TASK REQUIREMENTS: Quote the article about Joan and John Jackaman word for word, between "His experiences at" and "three decades ago.", inclusive.

PASSAGE:

“Initially I thought it was Alzheimer’s” says Jackaman
It started eight years ago, with Joan Jackaman was still in her early 70s. She began to forget her bank card number regularly, and that’s when her husband John Jackaman suspected something was wrong.
“Initially I thought it was Alzheimer’s,” says John, an 80-year-old former military pilot.
“My wife suffers from Lewy Bodies Parkinson’s.”
A disease that attacks both the body and the mind, Joan was left crippled with no short-term memory. John cared for his bedridden wife at home for six years before transferring her to the Eden Care Centre in Chilliwack in 2010 when Joan stopped eating.
With two sons that both had poor health as children, John is no stranger to health facilities of varying qualities but applauded Eden for the work they do.
“In the years I’ve been there, whether it’s the laundry lady, the cleaner or the server at the tables they will all stop what they’re doing to help the residents. Nobody puts their hands up and say that’s not my job,” says John who visits the centre at all times of the day or night.
His experiences at Eden are actually part of a book that he has written about the journey he and his wife have been on since she was diagnosed called A Passing Delayed but Love Lives On. John says in a way, he started the book three decades ago.
“I have been writing a family history from the 1800s — my wife and I started it in ’83 or so. I wrote a story about every living relative on her side and my side of the family, and the adventures of my 36 years in the military and so on,” he says.
“I started talking to someone and mentioned I had a wife in a care home. And suddenly I realized, embedded in my journal, were entries about coping with my wife and her illness. I extracted it all and put it in the form of a book with 19 chapters.”
In the editing stages now, John hopes to have the book printed soon. He wrote the book with no goal other than to share his personal story and lessons learned. He says the process has also provided him some solace.
“It was good therapy for me, as a person looking after a dearly beloved one. It has made me ask ‘Have I done enough? Could I have done better?’

(Collected data)
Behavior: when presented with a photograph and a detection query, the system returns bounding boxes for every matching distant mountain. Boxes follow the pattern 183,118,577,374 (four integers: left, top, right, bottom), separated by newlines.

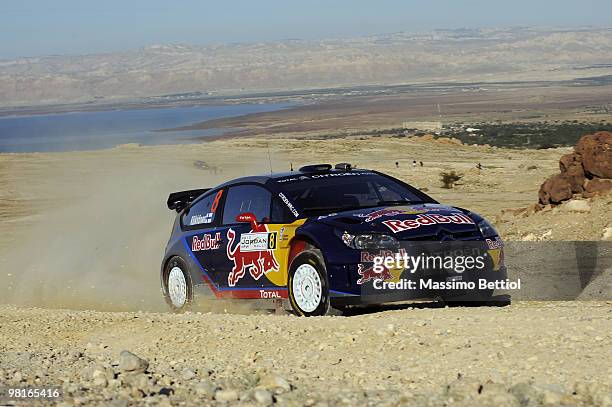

0,28,612,106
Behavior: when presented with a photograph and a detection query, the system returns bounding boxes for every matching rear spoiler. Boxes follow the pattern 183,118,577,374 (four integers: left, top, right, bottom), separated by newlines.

167,188,210,212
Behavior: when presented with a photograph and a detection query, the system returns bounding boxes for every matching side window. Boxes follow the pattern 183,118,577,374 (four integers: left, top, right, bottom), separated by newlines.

270,198,295,223
223,185,272,225
183,189,223,229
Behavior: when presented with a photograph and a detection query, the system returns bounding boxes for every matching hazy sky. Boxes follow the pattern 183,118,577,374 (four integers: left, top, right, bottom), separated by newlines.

0,0,612,59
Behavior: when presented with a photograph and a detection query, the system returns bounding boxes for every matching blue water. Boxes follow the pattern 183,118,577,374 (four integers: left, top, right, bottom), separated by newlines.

0,104,289,153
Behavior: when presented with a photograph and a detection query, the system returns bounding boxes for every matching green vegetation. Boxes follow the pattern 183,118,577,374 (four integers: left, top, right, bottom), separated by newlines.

439,120,612,149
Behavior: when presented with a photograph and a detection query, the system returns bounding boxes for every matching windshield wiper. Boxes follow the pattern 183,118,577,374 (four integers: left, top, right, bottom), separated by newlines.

378,201,421,205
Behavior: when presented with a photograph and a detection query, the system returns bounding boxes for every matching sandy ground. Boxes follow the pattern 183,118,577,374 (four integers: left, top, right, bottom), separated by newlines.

0,137,572,310
0,137,612,406
0,302,612,406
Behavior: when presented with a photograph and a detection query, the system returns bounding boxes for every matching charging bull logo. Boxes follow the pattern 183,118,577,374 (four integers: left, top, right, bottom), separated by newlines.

357,263,393,285
355,208,427,222
227,214,279,287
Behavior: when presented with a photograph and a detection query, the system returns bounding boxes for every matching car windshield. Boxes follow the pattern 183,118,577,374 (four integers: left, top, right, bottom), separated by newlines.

279,173,434,215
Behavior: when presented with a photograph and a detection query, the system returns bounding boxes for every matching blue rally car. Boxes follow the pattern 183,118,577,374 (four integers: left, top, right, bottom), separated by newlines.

161,164,506,316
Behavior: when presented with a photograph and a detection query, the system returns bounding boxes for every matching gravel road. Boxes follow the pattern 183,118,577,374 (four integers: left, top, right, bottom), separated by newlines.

0,301,612,406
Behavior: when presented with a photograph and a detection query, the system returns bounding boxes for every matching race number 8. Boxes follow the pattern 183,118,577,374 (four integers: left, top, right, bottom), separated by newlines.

210,190,223,213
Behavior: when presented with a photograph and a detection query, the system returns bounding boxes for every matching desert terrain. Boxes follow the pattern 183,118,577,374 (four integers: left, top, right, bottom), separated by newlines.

0,130,612,406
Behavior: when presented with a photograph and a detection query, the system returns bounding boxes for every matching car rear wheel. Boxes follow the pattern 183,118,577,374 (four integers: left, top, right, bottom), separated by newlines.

287,250,329,317
163,256,193,312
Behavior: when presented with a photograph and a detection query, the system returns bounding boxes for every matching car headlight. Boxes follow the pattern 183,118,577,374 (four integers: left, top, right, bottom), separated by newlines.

478,219,497,237
342,232,399,250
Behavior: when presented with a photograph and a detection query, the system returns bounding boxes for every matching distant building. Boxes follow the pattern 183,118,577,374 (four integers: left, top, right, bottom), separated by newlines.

402,122,442,131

ANSWER SECTION:
His experiences at Eden are actually part of a book that he has written about the journey he and his wife have been on since she was diagnosed called A Passing Delayed but Love Lives On. John says in a way, he started the book three decades ago.